▸ OBJECTIVE A:
Pull out every line of the records below that contains the word "with", and copy each one in full. Case counts, so match capital and lowercase letters exactly.
:: SOURCE TEXT ::
Archive for December, 2008

Making Relative URLs Absolute with Groovy

December 21st, 2008

I’m working on a project where I am using Grails as a content delivery layer for an XML based content management system.  The content management system has the ability to publish XHTML content with inline links and images; however the inline img and a tags reference the content as relative paths.  I need the links to internal pages to be absolute from the server root (ie /sub/content.html rather than sub/content.html) and I am hosting all static content like images at Amazon S3 so I need the image links to be absolute to a different DNS name (ie http://media.mywebsite.com/images/image.jpg rather than images/image.jpg).

Instead of implementing some hacks in the CMS itself, I opted to do the transformation in Grails as the content was rendered allowing greater flexibility.  I created a taglib for rendering the XHTML block that does a Groovy replaceAll with regular expressions.  The tag gets called like this: <g:processXHTML content=”${content.mainBody.text()}”/> .  My GSP has reference to a content variable that is an XMLSlurped xml document with a mainBody tag.  Here is the code for the tag:

/**
 * Given XHTML content will return the same content with any relative a tag hrefs prefixed with a /
 * and any relative images prefixed with the mediaURL
 */

def processIngeniuxXHTML = {attrs ->
  def content = attrs.content
  def rootURL = grailsApplication.config.mediaURL

  if (content) {
    // first look for links within the content that are relative URLS and prefix with a slash so they are
    // resolved from the root rather than the current context
    def regex = /(< \s*a\s+[^>]*href\s*=\s*[\"'])(?!http)([^\"'>]+)[\"'>]/
    def replace = { fullMatch, a, b ->
      if (b[0] != "/"){
        // for some reason it's not outputing the closing quote so I added it at then end explicitly
        "${a}/${b}\""
:::
:: DATA LINES ::
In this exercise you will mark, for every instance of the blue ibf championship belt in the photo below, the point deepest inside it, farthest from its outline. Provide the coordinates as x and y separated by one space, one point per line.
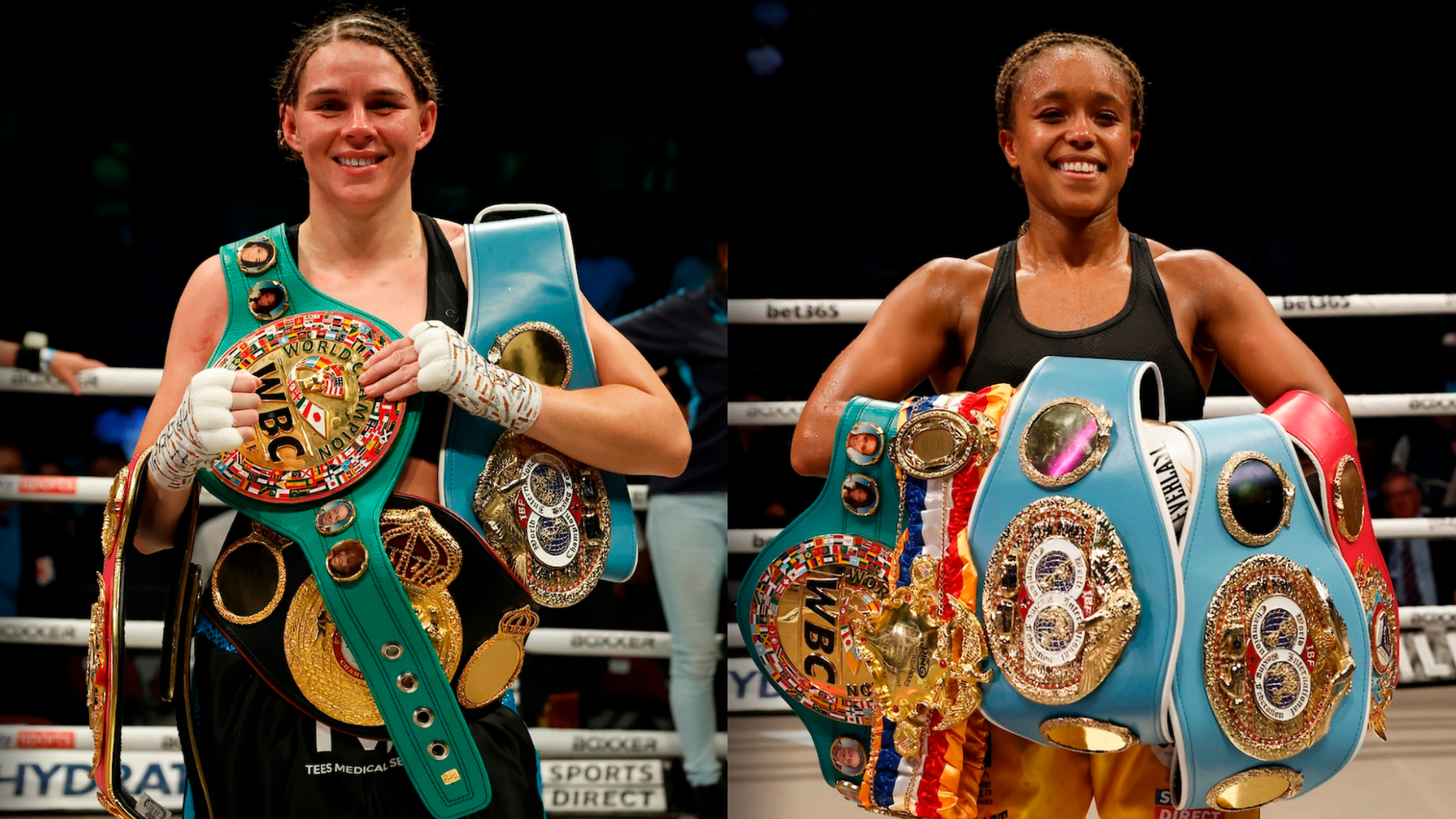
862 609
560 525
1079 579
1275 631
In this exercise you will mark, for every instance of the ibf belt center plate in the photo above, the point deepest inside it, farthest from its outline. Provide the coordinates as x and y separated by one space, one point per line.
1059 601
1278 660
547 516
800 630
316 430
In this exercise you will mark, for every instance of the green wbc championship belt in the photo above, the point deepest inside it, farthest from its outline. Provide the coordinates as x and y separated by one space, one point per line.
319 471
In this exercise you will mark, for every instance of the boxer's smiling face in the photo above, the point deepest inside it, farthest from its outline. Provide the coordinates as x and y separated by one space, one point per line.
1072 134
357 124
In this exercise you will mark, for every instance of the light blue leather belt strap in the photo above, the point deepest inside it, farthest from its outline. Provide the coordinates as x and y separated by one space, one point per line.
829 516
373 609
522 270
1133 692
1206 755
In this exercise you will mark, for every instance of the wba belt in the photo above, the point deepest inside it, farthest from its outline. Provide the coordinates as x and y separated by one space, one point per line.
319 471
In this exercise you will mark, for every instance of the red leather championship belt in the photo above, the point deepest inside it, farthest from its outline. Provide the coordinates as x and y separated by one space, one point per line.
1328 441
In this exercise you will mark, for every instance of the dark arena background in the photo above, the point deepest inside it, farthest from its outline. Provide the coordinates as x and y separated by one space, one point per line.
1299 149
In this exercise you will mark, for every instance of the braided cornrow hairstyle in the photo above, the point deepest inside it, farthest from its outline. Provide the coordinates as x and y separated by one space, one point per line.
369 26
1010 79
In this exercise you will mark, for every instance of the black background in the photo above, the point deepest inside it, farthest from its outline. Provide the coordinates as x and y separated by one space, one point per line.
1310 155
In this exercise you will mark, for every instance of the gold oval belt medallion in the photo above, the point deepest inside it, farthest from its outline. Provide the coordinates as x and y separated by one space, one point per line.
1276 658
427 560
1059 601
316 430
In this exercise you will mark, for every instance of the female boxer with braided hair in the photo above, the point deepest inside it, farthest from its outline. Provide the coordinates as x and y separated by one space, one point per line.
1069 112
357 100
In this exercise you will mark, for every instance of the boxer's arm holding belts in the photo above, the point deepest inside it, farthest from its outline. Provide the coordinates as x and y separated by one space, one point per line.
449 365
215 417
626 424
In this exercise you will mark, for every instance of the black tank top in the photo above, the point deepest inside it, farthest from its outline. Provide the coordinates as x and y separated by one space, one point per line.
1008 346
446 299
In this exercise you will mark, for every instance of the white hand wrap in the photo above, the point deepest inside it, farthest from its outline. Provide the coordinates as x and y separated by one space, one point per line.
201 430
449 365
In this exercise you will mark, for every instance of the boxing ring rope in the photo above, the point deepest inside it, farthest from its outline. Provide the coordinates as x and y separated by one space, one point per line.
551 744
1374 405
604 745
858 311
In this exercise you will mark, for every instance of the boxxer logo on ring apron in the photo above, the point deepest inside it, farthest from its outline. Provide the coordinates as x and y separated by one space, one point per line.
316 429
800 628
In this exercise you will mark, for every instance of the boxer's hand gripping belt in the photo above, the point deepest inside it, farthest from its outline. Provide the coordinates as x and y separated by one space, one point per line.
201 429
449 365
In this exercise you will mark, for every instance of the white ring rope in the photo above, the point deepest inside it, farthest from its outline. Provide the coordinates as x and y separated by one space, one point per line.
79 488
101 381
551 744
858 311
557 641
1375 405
:::
▸ OBJECTIVE B:
Extract a passage from the Groovy URL post above. Begin at the words "I’m working on" and stop after "rather than images/image.jpg).".

▸ CORRECT RESULT A:
In this exercise you will mark, for every instance of the female boxer with braided hair in the photo above, the point deepest inside it, farthest from its outline. Provide the coordinates as x and y separated by one space, one point per line.

▸ CORRECT RESULT B:
I’m working on a project where I am using Grails as a content delivery layer for an XML based content management system.  The content management system has the ability to publish XHTML content with inline links and images; however the inline img and a tags reference the content as relative paths.  I need the links to internal pages to be absolute from the server root (ie /sub/content.html rather than sub/content.html) and I am hosting all static content like images at Amazon S3 so I need the image links to be absolute to a different DNS name (ie http://media.mywebsite.com/images/image.jpg rather than images/image.jpg).